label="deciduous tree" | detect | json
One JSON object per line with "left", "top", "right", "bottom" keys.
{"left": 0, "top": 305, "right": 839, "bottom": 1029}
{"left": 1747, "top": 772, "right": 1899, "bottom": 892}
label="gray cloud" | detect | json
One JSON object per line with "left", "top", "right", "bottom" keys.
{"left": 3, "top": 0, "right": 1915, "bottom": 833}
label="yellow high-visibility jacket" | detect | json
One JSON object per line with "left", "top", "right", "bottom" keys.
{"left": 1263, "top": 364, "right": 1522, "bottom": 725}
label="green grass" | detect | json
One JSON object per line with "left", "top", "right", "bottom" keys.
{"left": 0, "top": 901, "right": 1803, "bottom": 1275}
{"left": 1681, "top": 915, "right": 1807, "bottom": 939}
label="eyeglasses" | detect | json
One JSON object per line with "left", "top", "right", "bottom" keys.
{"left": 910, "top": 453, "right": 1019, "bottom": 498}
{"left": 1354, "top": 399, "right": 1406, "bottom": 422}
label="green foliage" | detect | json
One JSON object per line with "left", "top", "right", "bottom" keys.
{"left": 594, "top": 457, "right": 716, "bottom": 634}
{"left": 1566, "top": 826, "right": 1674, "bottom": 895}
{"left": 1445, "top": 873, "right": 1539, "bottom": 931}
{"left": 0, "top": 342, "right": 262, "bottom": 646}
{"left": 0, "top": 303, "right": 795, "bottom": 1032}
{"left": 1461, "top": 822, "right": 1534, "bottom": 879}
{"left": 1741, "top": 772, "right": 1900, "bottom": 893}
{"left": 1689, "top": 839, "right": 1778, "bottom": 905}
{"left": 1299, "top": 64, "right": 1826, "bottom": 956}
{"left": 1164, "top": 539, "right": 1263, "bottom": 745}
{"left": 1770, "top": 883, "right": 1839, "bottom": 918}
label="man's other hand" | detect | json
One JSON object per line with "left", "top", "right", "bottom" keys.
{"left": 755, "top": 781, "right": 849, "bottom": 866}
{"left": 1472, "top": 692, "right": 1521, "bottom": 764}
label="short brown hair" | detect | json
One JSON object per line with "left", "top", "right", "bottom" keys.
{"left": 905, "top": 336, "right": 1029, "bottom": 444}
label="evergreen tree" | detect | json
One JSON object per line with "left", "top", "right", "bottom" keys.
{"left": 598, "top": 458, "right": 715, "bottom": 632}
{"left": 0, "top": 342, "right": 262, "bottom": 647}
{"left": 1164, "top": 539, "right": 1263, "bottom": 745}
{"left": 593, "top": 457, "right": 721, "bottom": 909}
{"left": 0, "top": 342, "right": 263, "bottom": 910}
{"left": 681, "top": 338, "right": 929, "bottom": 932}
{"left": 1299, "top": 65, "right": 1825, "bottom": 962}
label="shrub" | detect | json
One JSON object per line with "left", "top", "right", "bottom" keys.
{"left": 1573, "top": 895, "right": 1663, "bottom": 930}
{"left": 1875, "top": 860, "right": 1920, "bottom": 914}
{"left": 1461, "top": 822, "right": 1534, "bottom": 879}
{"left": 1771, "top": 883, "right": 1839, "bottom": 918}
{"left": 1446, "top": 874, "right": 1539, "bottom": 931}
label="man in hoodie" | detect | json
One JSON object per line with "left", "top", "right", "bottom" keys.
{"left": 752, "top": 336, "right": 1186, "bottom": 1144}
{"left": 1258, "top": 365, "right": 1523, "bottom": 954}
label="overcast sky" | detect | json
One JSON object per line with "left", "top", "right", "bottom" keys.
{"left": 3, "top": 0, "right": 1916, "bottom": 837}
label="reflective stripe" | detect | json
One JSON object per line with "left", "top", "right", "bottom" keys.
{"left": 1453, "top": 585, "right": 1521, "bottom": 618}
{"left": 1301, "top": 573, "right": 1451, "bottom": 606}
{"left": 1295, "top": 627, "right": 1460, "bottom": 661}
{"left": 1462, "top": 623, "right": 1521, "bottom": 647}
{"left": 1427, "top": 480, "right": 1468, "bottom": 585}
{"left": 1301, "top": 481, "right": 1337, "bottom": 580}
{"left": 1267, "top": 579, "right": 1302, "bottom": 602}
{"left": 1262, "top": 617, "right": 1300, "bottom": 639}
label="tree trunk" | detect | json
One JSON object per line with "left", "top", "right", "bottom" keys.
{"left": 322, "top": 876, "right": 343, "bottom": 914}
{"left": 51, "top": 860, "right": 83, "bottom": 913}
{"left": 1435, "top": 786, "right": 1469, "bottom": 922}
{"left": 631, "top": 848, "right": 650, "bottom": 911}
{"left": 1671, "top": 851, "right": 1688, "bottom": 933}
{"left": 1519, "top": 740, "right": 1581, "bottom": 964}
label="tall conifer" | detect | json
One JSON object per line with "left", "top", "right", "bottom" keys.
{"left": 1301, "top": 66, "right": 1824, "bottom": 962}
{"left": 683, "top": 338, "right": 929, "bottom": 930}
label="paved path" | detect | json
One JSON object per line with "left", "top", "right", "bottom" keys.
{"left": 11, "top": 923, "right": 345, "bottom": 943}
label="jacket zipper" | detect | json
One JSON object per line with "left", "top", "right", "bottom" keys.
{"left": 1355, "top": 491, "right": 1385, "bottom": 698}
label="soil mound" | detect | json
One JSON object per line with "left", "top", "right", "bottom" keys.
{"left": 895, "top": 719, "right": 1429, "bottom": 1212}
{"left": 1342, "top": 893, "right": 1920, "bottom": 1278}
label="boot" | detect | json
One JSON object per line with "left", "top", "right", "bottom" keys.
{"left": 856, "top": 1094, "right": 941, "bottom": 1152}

***

For each line in the data, set it down again exactly.

label="deciduous tree" | detect | json
One JSON object per line with "left", "top", "right", "bottom" keys.
{"left": 0, "top": 305, "right": 839, "bottom": 1029}
{"left": 1747, "top": 772, "right": 1899, "bottom": 892}
label="gray cloud" | detect | json
One JSON object per line with "left", "top", "right", "bottom" keys.
{"left": 3, "top": 0, "right": 1915, "bottom": 833}
label="yellow high-visibility jacket" | detect | json
One JSON object per line with "left", "top", "right", "bottom" keys.
{"left": 1263, "top": 364, "right": 1522, "bottom": 725}
label="green grass" | detect | json
One JSON object per line with "left", "top", "right", "bottom" keys.
{"left": 0, "top": 901, "right": 1803, "bottom": 1275}
{"left": 1681, "top": 915, "right": 1807, "bottom": 939}
label="eyeglasses" | detect | json
One JSON object per line with "left", "top", "right", "bottom" keys.
{"left": 910, "top": 453, "right": 1019, "bottom": 498}
{"left": 1354, "top": 399, "right": 1406, "bottom": 422}
label="green foliage" | detect | json
One JSON object per line with "left", "top", "right", "bottom" keys.
{"left": 594, "top": 457, "right": 716, "bottom": 634}
{"left": 1566, "top": 826, "right": 1674, "bottom": 895}
{"left": 1445, "top": 873, "right": 1539, "bottom": 931}
{"left": 0, "top": 342, "right": 262, "bottom": 646}
{"left": 0, "top": 303, "right": 795, "bottom": 1032}
{"left": 1461, "top": 822, "right": 1534, "bottom": 879}
{"left": 1741, "top": 772, "right": 1900, "bottom": 893}
{"left": 1689, "top": 839, "right": 1778, "bottom": 905}
{"left": 1299, "top": 64, "right": 1826, "bottom": 956}
{"left": 1164, "top": 539, "right": 1263, "bottom": 745}
{"left": 1770, "top": 883, "right": 1839, "bottom": 918}
label="man's other hand" | detect | json
One JSON object per line with "left", "top", "right", "bottom" keys.
{"left": 755, "top": 781, "right": 849, "bottom": 866}
{"left": 1472, "top": 692, "right": 1521, "bottom": 764}
label="short brown hair" | detect | json
One JSON object per line with "left", "top", "right", "bottom" keys.
{"left": 905, "top": 336, "right": 1029, "bottom": 444}
label="evergreen tree" | detect | json
One JSON object per line with "left", "top", "right", "bottom" keys.
{"left": 598, "top": 458, "right": 715, "bottom": 632}
{"left": 0, "top": 342, "right": 262, "bottom": 647}
{"left": 1164, "top": 539, "right": 1263, "bottom": 745}
{"left": 593, "top": 457, "right": 721, "bottom": 909}
{"left": 0, "top": 342, "right": 263, "bottom": 910}
{"left": 681, "top": 338, "right": 929, "bottom": 932}
{"left": 1299, "top": 65, "right": 1825, "bottom": 962}
label="shrub" | detect | json
One JSON object per line with "left", "top", "right", "bottom" keys.
{"left": 1573, "top": 895, "right": 1663, "bottom": 930}
{"left": 1875, "top": 860, "right": 1920, "bottom": 914}
{"left": 1461, "top": 822, "right": 1534, "bottom": 879}
{"left": 1771, "top": 883, "right": 1839, "bottom": 918}
{"left": 1446, "top": 874, "right": 1539, "bottom": 931}
label="man in hoodie" | detect | json
One JSON object per line with "left", "top", "right", "bottom" keys.
{"left": 752, "top": 336, "right": 1186, "bottom": 1144}
{"left": 1258, "top": 365, "right": 1523, "bottom": 954}
label="overcast sky" | detect | json
One JSON object per line with "left", "top", "right", "bottom" keys.
{"left": 3, "top": 0, "right": 1916, "bottom": 837}
label="reflective stripe" | detect | json
One JSON object per line with "left", "top", "right", "bottom" keys.
{"left": 1453, "top": 585, "right": 1521, "bottom": 618}
{"left": 1301, "top": 573, "right": 1451, "bottom": 606}
{"left": 1295, "top": 627, "right": 1460, "bottom": 661}
{"left": 1462, "top": 623, "right": 1521, "bottom": 647}
{"left": 1427, "top": 480, "right": 1468, "bottom": 585}
{"left": 1301, "top": 481, "right": 1337, "bottom": 580}
{"left": 1267, "top": 579, "right": 1302, "bottom": 602}
{"left": 1262, "top": 617, "right": 1300, "bottom": 639}
label="tree trunk" | detect | json
One JSON object per line with "left", "top", "right", "bottom" keys.
{"left": 322, "top": 876, "right": 343, "bottom": 914}
{"left": 51, "top": 860, "right": 83, "bottom": 913}
{"left": 1435, "top": 786, "right": 1469, "bottom": 922}
{"left": 631, "top": 848, "right": 650, "bottom": 911}
{"left": 1671, "top": 851, "right": 1688, "bottom": 933}
{"left": 1519, "top": 740, "right": 1581, "bottom": 964}
label="tall conifer" | detect | json
One JSON object per line with "left", "top", "right", "bottom" keys.
{"left": 1301, "top": 66, "right": 1824, "bottom": 962}
{"left": 683, "top": 338, "right": 929, "bottom": 930}
label="paved path" | detect | json
One JSON object per line with "left", "top", "right", "bottom" keys.
{"left": 11, "top": 923, "right": 345, "bottom": 943}
label="jacket zipper" | detect | json
One JSON object per line with "left", "top", "right", "bottom" keys.
{"left": 1355, "top": 491, "right": 1385, "bottom": 698}
label="soil mound" | detect | json
One JSON object per line with "left", "top", "right", "bottom" keys.
{"left": 895, "top": 719, "right": 1429, "bottom": 1212}
{"left": 1342, "top": 893, "right": 1920, "bottom": 1278}
label="boot" | detect | json
One JSON object per line with "left", "top", "right", "bottom" keys.
{"left": 856, "top": 1094, "right": 941, "bottom": 1152}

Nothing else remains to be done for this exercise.